*Excerpted passage*:
1. Behavior Tree Structure

Root → Healthy? → [Ammo>0 → Collect → InSight → Combat]
                               ↓
                           Search → [Distance<2000 → Flee]
                                           ↓
                                        Hide

2. RL Model Configuration

Core Observations: 36 ray casts for detecting targets, obstacles, and ammunition reload locations; floating-point observations including current health, ammunition count, and normalized target direction
Network Architecture:
- Base Skills: MLP with depth 2 and width 64
- Curriculum Learning: MLP with depth 2, width 128 + attention layer (attention dimension 60, maximum sequence length 20)
Action Space: Lateral movement, forward movement, shooting

3. Skill-Specific Configuration

Skill	Special Observations	Special Actions	Termination Condition	Training Steps
Flee	Player visibility, distance	Movement	Player distance < 1000	2M
Combat	-	Shooting	Player health ≤ 0	2M
Hide	Player visibility, obstacle distance	Movement	Player discovered	10M
Collect	Nearest ammunition location	Movement	Successful reload	12M

Technical Innovations

Modular Design: Each skill trained independently, enabling reusability and composition
Hierarchical Control: BT handles high-level decision-making, RL handles specific execution
Interpretability: Developers can understand and adjust NPC behavior logic
Consistency Guarantee: BT structure ensures behavioral predictability

Experimental Setup

Dataset

Environment: Closed square map of 4000×4000 units containing static obstacles and 8 ammunition reload points
NPC Configuration: 100 HP, 10 ammunition, 10 HP damage per attack, 0.15-second shooting interval, 600 units/second movement speed
Training Environment: Specialized training scenarios designed for each skill

Evaluation Metrics

Win Rate: Percentage of victories against different opponents
Average Steps: Duration of each game session
Damage Output: Damage inflicted when facing aggressive NPCs
FPS Performance: Frame rate during real-time execution

Comparison Methods

Pure BT Baseline: Using the same tree structure with predefined BT tasks at leaf nodes
Curriculum Learning RL: End-to-end RL model trained with 5-stage curriculum learning
Static NPC: Non-moving, non-attacking test subject
Aggressive NPC: Simplified BT control with combat advantage (unlimited ammunition)

Implementation Details

Optimization Algorithm: Proximal Policy Optimization (PPO)

*Complete the following*:
(1) From the NPC design text, list every evaluation metric it names.
(2) Does the NPC design text support each statement? Answer yes or no, and quote the words that settle it.
(a) The map contains 8 ammunition reload points.
(b) The base-skill network is an MLP of width 128.
(c) The NPC moves at 800 units per second.

*Items*:

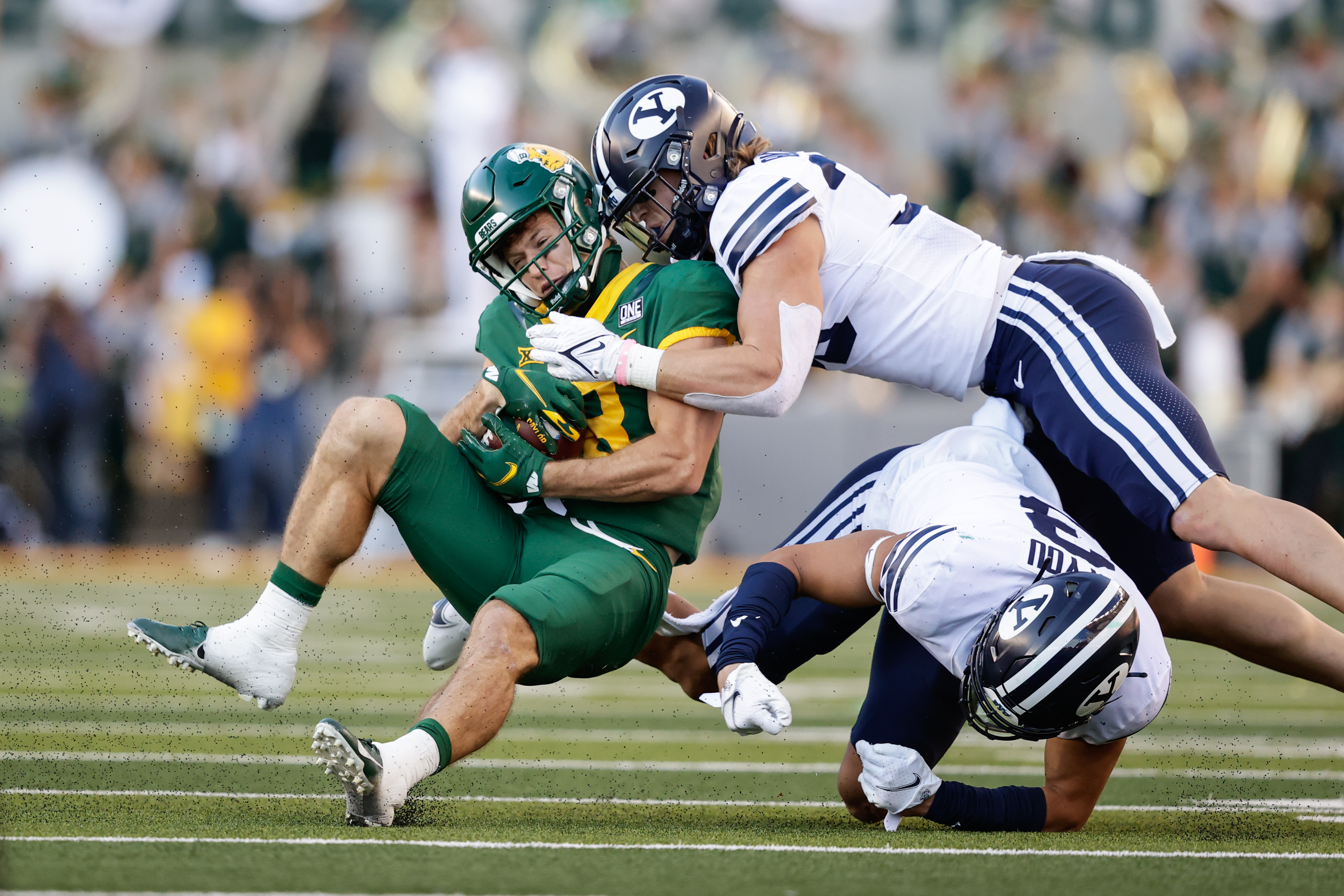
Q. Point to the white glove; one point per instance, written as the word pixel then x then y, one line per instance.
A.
pixel 575 348
pixel 752 703
pixel 894 777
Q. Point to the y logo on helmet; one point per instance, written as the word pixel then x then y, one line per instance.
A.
pixel 548 158
pixel 655 112
pixel 1025 612
pixel 1104 692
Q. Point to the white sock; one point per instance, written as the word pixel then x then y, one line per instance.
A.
pixel 410 759
pixel 276 618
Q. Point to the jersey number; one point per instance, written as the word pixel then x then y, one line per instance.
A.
pixel 839 343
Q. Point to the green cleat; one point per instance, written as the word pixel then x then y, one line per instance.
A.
pixel 359 766
pixel 183 645
pixel 230 653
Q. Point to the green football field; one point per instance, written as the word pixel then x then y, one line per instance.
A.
pixel 124 774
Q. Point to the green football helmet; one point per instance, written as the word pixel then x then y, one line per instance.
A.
pixel 506 190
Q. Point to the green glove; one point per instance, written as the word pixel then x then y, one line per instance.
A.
pixel 538 397
pixel 514 469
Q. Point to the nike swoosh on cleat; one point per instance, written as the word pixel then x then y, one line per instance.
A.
pixel 913 784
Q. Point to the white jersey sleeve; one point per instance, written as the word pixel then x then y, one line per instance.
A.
pixel 781 190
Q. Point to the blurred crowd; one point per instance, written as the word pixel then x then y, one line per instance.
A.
pixel 218 218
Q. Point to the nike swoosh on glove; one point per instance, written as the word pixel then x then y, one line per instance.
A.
pixel 575 348
pixel 752 703
pixel 514 469
pixel 540 398
pixel 894 777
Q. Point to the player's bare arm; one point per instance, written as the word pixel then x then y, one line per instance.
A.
pixel 787 273
pixel 779 317
pixel 673 461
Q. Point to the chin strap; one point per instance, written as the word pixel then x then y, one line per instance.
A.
pixel 800 327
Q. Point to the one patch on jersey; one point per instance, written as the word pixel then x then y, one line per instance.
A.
pixel 655 112
pixel 631 311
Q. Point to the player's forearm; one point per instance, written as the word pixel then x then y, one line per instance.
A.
pixel 737 370
pixel 1076 774
pixel 648 470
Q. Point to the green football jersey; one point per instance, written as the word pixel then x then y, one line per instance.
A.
pixel 655 305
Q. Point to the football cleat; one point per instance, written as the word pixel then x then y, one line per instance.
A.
pixel 232 655
pixel 358 765
pixel 445 637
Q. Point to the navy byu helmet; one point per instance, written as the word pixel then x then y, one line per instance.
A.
pixel 667 122
pixel 1052 657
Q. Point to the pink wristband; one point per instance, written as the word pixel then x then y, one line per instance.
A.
pixel 623 362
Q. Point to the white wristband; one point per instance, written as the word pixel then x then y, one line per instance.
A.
pixel 642 367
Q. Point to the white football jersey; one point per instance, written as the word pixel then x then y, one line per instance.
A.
pixel 981 525
pixel 909 296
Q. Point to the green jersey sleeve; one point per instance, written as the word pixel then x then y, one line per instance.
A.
pixel 687 300
pixel 502 334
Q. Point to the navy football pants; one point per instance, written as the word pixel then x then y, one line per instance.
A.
pixel 912 699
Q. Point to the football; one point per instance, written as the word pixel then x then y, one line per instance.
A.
pixel 568 450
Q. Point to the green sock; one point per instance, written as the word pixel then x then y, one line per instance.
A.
pixel 296 586
pixel 440 735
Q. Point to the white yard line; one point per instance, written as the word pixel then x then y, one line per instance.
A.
pixel 1335 806
pixel 705 767
pixel 1156 743
pixel 203 892
pixel 569 801
pixel 715 848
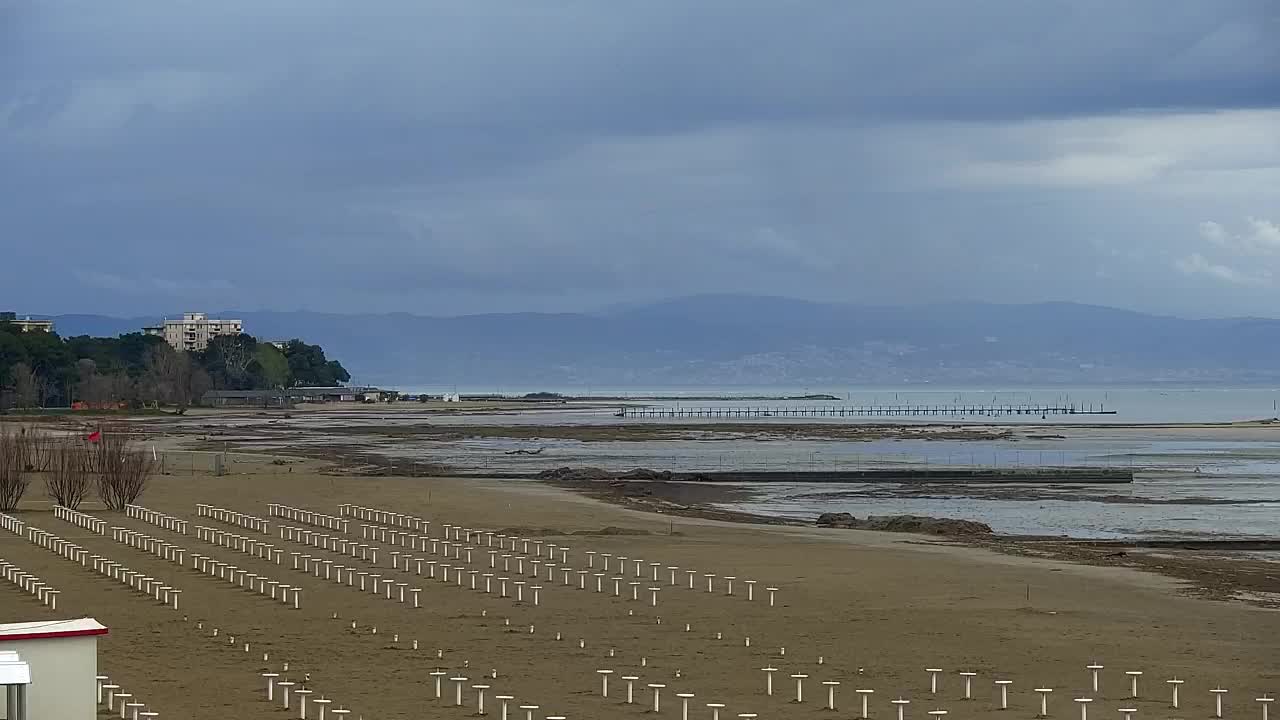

*Final answers*:
(1) Win Rate, Average Steps, Damage Output, FPS Performance

(2)
(a) Yes: "Closed square map of 4000×4000 units containing static obstacles and 8 ammunition reload points"
(b) No: "Base Skills: MLP with depth 2 and width 64"
(c) No: "600 units/second movement speed"